From the data below, copy each line that includes the word "bridge".
______________________________
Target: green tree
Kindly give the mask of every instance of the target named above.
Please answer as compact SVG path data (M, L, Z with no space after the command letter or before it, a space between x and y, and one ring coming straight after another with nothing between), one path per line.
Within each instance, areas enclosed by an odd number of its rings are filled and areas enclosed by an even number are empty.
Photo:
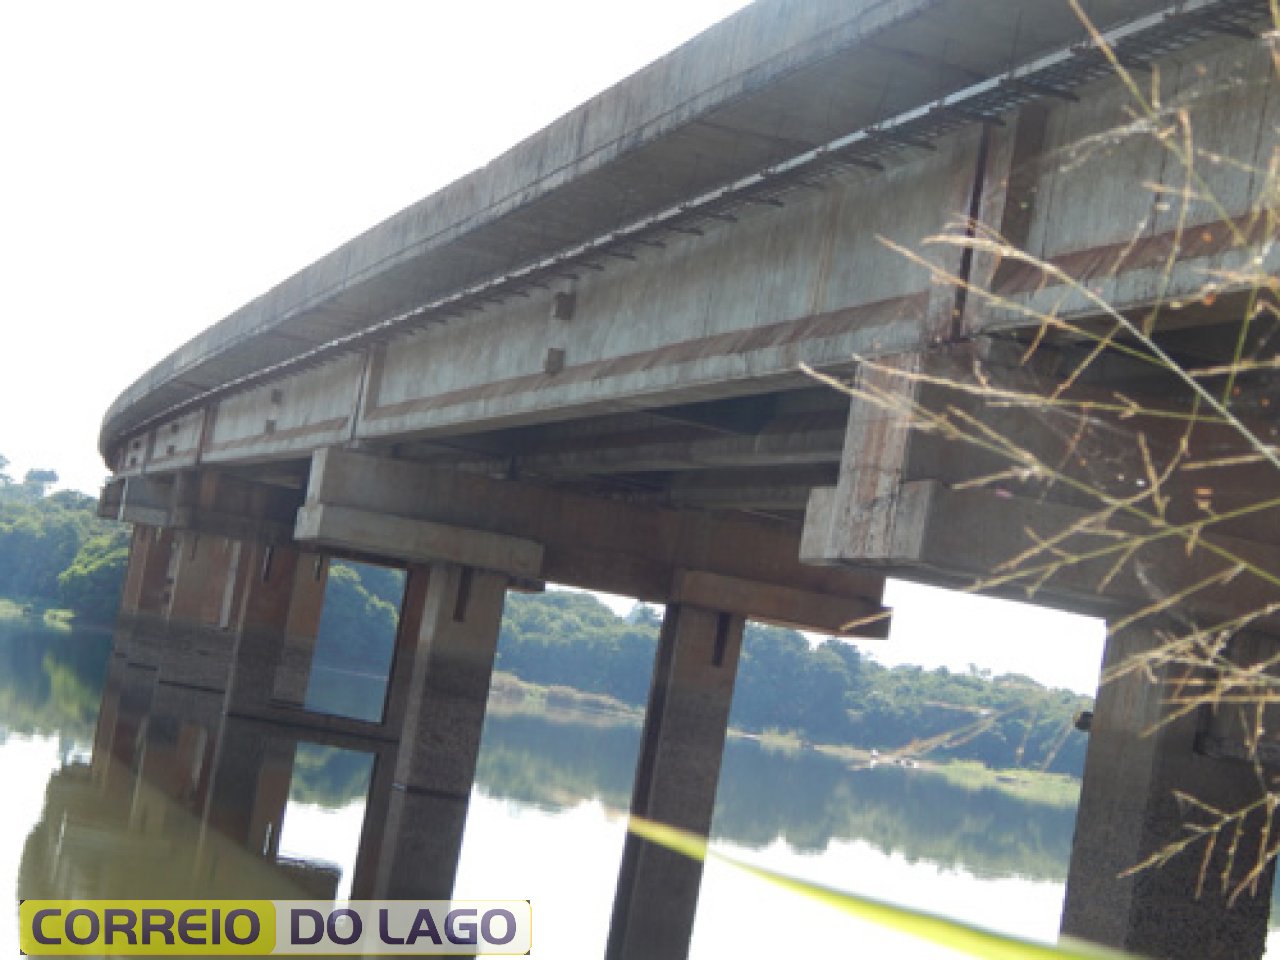
M63 604L87 620L110 623L120 605L128 565L129 538L122 527L90 536L58 574Z
M57 482L57 470L32 468L31 470L28 470L26 476L22 478L22 485L37 497L43 497L45 492Z
M93 497L74 490L43 496L56 478L53 470L31 470L21 484L0 483L0 596L66 604L109 622L128 556L126 530L99 519Z

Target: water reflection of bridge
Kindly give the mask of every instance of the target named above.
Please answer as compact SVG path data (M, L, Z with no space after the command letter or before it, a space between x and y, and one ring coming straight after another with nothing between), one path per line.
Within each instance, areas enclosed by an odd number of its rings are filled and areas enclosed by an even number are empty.
M39 666L7 675L6 685L38 684ZM386 741L335 740L305 724L228 717L208 690L159 682L118 656L109 666L90 762L72 762L51 779L24 854L20 893L332 897L336 867L280 859L286 800L363 805L366 819L376 817L386 800L372 795L370 773L379 757L389 762ZM335 742L343 747L325 746ZM540 810L599 800L621 812L639 742L630 725L491 712L476 785ZM385 778L378 782L387 786ZM978 876L1066 877L1072 810L994 790L892 768L854 771L813 752L731 741L719 798L713 837L738 847L782 838L817 853L832 841L862 840L908 861ZM376 851L362 851L376 843L376 831L363 834L354 863L367 865Z

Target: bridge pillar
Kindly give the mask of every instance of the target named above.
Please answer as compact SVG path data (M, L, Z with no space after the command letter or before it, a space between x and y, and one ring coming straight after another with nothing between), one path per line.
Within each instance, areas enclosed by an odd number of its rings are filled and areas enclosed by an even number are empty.
M201 806L224 704L218 690L157 683L147 714L143 779L164 785L172 799Z
M94 775L104 785L118 778L128 780L137 773L169 605L172 547L169 529L134 525L94 737Z
M136 778L146 718L156 690L154 668L113 655L108 669L111 687L98 717L92 762L94 778L104 786Z
M386 815L396 790L396 746L383 746L373 754L364 820L360 825L360 845L351 869L352 900L375 900L379 895L378 870L387 836Z
M244 545L230 712L259 714L278 691L294 705L305 698L310 651L324 604L325 570L319 554L291 545Z
M388 783L375 771L370 790L370 805L386 810L378 898L447 899L453 890L507 583L505 574L431 567L416 650L393 668L393 694L407 689L394 775Z
M1160 643L1151 627L1133 627L1107 641L1104 670ZM1143 671L1103 684L1098 692L1067 878L1062 932L1161 960L1261 957L1267 935L1274 864L1256 889L1228 903L1220 877L1231 846L1206 839L1168 863L1131 876L1124 871L1188 836L1181 791L1219 810L1260 799L1262 786L1247 763L1213 759L1197 750L1201 715L1176 716L1167 701L1177 677ZM1232 874L1256 857L1257 825L1240 844ZM1244 863L1248 860L1248 863ZM1201 887L1203 886L1203 889Z
M168 684L155 693L140 727L131 823L194 841L206 807L222 719L218 691Z
M120 595L122 613L157 613L168 603L169 551L173 533L163 527L135 524L129 545L129 567Z
M131 664L159 665L161 625L169 609L173 531L137 524L120 596L115 648Z
M227 689L235 640L232 604L243 552L238 540L189 530L178 536L159 682L217 693Z
M272 697L278 703L291 707L306 703L328 581L329 558L319 553L302 553L294 572L293 593L272 688Z
M654 661L631 813L707 835L744 619L668 604ZM606 956L679 958L693 933L702 863L628 834Z
M261 724L225 717L202 829L216 830L255 856L274 858L296 749L295 738L270 736ZM209 855L208 842L201 846L202 855Z

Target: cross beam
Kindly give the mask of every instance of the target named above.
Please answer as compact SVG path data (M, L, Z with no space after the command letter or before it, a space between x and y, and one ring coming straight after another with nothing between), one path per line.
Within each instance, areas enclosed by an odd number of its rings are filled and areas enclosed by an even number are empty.
M415 562L447 542L455 562L503 572L513 572L508 561L485 561L478 552L495 543L536 544L540 563L526 553L521 576L658 603L683 599L826 632L884 613L879 574L802 564L799 531L789 524L565 493L337 448L312 458L295 536ZM883 631L885 623L881 617L861 632Z

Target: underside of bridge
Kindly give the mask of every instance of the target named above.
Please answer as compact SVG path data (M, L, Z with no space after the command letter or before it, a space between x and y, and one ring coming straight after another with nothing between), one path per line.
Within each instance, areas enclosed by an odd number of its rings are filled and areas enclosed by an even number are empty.
M1031 597L1118 674L1064 931L1260 956L1273 34L1088 14L762 0L215 325L104 422L118 668L380 744L357 894L447 897L506 590L667 605L632 810L703 833L744 619ZM331 557L408 571L377 723L299 706ZM609 955L682 955L699 877L631 838Z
______________________________
Solution for this problem:
Target: water reflection of bridge
Target: bridge pillar
Target: underside of bridge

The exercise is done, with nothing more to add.